**What you will do**.
(A) In the journal entry, reproduce the passage from "First post on" to "weather- and emotion-wise.", swapping "November" for "December".
(B) Name every film or television series mentioned by title in the journal entry.

**Document segment**.
Monday, November 20th, 2006

First post on a cold wet windy November Monday. Not the most auspicious of starts perhaps, given the atrocious weekend I’ve just endured, weather- and emotion-wise.

It began well enough with a busy Saturday as per normal. Went to Casino Royal in the evening and really enjoyed it, so much so I think it’s the best Bond film ever.

Once back home, I cracked open a bottle of red wine and we watched 2001: A Space Odyssey on the box. All seemed to be going ok until I commented on how the cultural bias could be seen in the dialog 36 years later, which was taken up as a negative criticism of the film on my part which was not at all my intention. I was merely voicing what I was thinking. My drawing attention to the presence of one Leonard Rossiter - the lead actor of one of my all time favourite series (The Rise and Fall of Reginald Perrin) - was taken as a personal attack almost, and things went rapidly downhill from there, so much so that I didn’t watch the rest of the film and went to bed. My dreams, which I don’t remember, were dark and foreboding.

**Extracted material**.
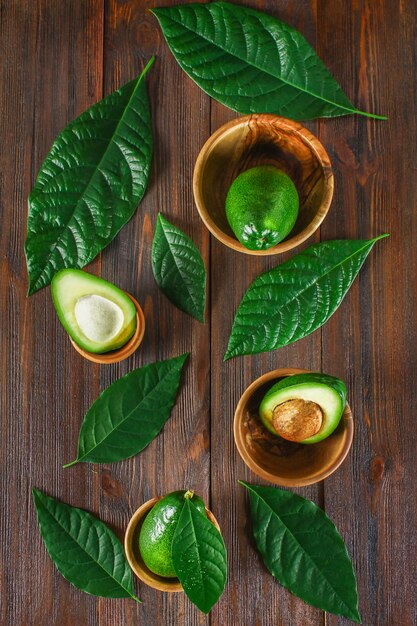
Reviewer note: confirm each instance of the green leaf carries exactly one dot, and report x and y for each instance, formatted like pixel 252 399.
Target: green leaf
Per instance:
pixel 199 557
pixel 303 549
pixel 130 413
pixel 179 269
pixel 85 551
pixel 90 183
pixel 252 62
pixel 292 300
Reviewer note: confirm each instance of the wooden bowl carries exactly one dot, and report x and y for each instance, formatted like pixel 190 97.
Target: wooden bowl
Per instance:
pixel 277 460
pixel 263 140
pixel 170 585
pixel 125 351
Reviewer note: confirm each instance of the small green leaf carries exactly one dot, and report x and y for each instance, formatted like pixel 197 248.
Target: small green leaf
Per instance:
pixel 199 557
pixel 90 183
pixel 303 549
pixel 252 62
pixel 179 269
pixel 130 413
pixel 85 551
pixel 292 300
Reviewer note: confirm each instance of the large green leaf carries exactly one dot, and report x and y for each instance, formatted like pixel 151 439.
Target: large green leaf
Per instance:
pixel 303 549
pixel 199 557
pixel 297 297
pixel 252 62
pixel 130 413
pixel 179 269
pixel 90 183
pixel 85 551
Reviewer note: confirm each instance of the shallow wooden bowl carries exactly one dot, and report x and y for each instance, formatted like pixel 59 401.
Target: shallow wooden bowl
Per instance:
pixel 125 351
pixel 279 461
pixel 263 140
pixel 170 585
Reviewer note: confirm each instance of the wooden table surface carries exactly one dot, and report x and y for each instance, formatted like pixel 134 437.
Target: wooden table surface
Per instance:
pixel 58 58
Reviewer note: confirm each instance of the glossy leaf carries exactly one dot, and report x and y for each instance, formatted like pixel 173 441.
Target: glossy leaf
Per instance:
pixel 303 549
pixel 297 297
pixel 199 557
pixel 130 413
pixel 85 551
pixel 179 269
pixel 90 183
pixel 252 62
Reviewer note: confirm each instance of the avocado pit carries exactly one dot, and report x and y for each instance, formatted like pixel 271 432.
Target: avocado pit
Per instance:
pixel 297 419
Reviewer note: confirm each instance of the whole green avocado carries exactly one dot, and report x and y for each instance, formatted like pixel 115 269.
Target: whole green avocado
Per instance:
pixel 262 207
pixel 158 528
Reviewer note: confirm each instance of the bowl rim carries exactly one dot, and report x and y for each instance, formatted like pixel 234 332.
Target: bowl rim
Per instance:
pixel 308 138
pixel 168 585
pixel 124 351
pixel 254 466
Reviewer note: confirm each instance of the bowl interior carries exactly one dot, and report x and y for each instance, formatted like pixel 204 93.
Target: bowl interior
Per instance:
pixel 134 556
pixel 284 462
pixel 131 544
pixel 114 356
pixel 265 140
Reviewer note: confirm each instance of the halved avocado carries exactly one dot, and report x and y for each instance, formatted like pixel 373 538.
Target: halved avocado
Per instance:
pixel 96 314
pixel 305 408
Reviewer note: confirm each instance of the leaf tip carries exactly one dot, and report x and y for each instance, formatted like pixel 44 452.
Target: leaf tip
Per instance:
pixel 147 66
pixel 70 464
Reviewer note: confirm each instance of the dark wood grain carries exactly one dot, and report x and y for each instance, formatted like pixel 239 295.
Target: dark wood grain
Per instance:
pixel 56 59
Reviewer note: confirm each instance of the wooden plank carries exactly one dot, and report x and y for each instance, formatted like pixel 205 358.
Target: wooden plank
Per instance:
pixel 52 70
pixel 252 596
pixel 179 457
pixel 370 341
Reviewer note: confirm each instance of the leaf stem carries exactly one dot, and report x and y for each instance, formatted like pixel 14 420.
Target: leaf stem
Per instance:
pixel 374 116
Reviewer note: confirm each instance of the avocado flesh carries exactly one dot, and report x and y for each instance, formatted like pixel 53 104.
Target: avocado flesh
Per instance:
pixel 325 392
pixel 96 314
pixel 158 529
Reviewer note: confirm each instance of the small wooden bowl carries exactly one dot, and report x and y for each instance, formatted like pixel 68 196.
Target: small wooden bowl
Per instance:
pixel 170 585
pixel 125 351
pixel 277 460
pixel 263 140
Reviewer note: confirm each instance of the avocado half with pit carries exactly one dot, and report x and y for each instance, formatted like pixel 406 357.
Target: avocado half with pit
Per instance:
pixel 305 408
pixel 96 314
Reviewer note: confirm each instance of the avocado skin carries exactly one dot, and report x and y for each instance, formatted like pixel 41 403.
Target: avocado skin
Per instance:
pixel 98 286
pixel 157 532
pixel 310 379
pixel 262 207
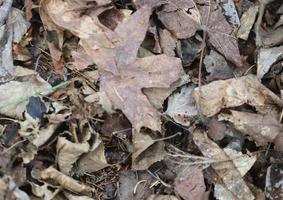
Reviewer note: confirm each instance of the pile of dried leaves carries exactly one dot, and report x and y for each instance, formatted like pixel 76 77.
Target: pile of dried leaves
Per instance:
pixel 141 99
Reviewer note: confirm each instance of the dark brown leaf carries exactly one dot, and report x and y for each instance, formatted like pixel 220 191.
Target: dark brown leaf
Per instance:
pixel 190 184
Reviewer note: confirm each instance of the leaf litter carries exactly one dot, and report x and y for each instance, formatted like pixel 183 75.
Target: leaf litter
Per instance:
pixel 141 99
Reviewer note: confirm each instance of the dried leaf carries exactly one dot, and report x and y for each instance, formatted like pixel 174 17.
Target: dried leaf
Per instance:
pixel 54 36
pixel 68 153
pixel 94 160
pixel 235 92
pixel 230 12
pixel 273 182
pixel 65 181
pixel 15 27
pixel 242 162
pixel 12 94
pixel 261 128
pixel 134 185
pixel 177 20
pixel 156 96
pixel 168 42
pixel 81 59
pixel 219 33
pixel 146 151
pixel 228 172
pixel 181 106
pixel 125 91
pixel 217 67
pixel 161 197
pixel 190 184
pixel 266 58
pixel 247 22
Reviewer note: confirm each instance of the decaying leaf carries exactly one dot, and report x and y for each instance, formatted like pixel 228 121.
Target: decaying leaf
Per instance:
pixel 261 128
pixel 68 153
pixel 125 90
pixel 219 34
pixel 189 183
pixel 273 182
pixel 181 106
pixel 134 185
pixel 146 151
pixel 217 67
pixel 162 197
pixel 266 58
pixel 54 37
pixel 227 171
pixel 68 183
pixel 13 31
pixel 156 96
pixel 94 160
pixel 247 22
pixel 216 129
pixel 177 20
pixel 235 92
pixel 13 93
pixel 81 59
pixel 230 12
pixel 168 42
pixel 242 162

==

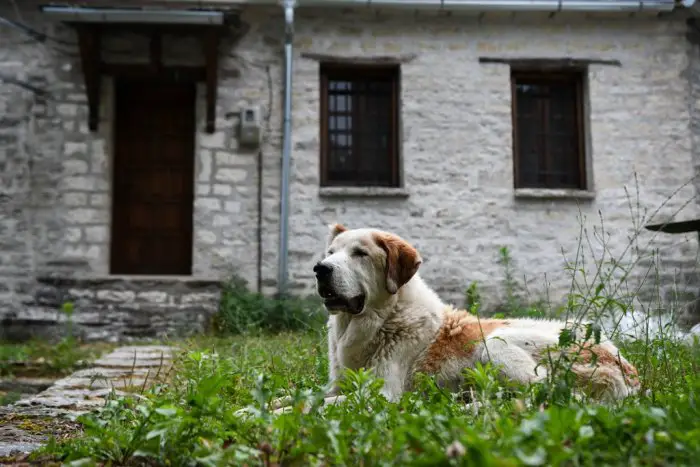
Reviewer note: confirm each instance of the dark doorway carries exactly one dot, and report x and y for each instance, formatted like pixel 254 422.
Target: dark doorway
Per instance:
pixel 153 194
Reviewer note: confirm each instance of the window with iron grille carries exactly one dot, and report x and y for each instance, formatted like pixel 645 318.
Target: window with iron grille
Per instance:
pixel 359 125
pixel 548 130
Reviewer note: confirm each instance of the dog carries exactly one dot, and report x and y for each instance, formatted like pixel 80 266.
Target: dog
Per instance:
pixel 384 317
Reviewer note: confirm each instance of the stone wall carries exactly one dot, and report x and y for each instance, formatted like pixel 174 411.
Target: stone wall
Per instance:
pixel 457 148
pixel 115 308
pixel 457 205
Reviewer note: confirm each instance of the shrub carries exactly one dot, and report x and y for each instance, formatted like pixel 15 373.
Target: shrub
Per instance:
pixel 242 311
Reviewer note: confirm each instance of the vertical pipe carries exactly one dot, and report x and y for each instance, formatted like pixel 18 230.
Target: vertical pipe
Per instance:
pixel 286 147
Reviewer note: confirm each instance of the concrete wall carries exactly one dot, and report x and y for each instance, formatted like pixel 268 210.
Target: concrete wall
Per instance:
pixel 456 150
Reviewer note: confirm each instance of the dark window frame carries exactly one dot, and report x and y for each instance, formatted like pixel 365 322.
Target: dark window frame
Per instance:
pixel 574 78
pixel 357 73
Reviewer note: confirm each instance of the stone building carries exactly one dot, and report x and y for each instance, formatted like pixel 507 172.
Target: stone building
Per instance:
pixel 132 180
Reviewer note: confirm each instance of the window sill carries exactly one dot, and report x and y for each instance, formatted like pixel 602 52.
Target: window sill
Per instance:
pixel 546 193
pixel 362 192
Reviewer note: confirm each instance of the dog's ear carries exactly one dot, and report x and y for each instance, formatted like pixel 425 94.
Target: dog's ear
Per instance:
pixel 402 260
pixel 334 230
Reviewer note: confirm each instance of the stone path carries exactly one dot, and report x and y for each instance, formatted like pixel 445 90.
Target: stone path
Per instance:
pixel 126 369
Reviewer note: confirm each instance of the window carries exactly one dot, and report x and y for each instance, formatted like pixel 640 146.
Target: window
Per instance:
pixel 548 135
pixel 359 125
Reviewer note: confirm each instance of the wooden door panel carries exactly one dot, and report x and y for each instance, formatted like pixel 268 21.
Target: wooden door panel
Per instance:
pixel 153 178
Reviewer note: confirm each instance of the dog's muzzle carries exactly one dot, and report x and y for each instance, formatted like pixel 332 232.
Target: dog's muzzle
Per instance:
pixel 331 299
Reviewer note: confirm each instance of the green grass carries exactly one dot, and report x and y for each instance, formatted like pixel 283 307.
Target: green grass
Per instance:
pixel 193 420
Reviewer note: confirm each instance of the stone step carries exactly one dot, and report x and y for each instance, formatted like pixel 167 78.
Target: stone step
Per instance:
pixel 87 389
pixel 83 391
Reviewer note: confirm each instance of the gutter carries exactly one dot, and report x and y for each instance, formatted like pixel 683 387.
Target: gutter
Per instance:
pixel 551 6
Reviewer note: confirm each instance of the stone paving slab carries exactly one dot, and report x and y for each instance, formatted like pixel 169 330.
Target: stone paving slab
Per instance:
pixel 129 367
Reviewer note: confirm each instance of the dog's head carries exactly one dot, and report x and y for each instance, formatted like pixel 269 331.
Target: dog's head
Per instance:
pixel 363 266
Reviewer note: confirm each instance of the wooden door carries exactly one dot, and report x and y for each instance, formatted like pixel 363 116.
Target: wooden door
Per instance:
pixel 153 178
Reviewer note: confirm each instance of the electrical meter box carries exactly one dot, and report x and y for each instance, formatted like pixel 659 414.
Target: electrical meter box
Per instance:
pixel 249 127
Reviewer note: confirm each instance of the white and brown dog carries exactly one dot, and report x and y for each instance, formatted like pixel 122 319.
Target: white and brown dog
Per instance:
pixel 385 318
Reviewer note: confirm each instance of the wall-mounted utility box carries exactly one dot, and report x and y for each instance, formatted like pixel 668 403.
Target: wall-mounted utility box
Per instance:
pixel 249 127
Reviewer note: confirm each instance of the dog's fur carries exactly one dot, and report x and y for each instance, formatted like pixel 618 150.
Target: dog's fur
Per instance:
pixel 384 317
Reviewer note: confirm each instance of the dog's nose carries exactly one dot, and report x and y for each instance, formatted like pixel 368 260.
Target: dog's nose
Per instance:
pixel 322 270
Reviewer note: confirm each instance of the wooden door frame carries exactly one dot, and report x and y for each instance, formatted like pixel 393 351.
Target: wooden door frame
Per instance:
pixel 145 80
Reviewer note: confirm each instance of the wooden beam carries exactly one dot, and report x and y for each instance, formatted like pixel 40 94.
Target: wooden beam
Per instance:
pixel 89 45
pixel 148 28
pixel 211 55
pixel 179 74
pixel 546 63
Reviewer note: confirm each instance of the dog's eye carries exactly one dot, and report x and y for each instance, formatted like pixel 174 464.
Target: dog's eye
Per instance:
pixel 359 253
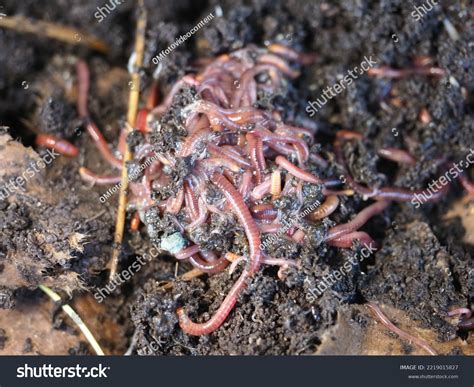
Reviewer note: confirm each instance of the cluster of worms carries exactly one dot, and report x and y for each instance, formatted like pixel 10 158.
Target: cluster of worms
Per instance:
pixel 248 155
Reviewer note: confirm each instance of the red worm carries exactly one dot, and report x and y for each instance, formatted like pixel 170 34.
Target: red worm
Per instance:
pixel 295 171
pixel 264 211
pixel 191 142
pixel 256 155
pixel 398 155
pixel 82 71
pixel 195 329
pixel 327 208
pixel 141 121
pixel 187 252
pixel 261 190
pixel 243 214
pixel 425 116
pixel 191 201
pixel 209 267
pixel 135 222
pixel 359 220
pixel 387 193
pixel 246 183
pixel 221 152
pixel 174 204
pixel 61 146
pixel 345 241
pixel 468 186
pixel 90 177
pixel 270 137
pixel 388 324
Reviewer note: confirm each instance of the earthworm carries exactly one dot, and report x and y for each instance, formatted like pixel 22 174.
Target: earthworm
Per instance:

**Task results**.
(A)
First post on a cold wet windy December Monday. Not the most auspicious of starts perhaps, given the atrocious weekend I’ve just endured, weather- and emotion-wise.

(B)
Casino Royal
2001: A Space Odyssey
The Rise and Fall of Reginald Perrin